List, from the lines below, each one with "approximate" in it.

■ **Data**:
# # # # # # #

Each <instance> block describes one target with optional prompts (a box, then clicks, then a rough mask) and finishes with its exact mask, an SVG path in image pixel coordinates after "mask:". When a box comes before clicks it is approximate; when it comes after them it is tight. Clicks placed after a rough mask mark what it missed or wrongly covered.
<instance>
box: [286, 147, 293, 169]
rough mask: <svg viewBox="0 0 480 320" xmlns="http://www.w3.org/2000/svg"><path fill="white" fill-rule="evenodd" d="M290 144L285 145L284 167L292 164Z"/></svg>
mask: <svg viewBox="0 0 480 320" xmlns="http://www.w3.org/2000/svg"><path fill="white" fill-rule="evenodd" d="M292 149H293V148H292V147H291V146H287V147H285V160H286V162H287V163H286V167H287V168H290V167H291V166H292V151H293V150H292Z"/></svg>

# # # # # # #

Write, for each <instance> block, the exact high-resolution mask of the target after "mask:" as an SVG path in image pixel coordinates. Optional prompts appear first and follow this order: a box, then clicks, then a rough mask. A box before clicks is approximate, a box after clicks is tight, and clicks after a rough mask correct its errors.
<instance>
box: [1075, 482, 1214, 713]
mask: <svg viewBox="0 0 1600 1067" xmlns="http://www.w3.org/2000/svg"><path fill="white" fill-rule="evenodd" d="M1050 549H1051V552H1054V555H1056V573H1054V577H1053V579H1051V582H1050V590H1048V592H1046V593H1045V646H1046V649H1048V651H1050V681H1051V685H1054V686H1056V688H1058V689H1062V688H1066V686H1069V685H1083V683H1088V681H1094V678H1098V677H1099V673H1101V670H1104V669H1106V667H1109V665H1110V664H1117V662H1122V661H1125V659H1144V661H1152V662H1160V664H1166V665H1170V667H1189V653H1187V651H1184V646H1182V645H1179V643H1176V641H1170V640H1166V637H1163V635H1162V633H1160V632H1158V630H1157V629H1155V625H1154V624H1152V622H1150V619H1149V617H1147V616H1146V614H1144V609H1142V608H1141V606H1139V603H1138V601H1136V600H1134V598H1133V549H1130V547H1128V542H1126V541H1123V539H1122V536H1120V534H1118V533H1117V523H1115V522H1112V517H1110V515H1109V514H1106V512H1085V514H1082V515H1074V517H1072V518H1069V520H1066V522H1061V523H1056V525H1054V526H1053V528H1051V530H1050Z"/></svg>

# # # # # # #

■ **Solution to this problem**:
Each <instance> block describes one target with optional prompts (a box, then clicks, then a rough mask) and finishes with its exact mask, an SVG path in image pixel coordinates after "mask:". When a box comes before clicks it is approximate; when it comes after them it is tight. Clicks placed after a rough mask mark what it missed or wrongly covered.
Write, for each <instance> block, the exact high-resolution mask of the target after "mask:" as an SVG path in image pixel coordinates. Optional prompts appear first and follow this order: a box, then clicks, then a rough mask. A box before clicks is approximate, a box after clicks is tight, and clicks after a rough mask correct its errors.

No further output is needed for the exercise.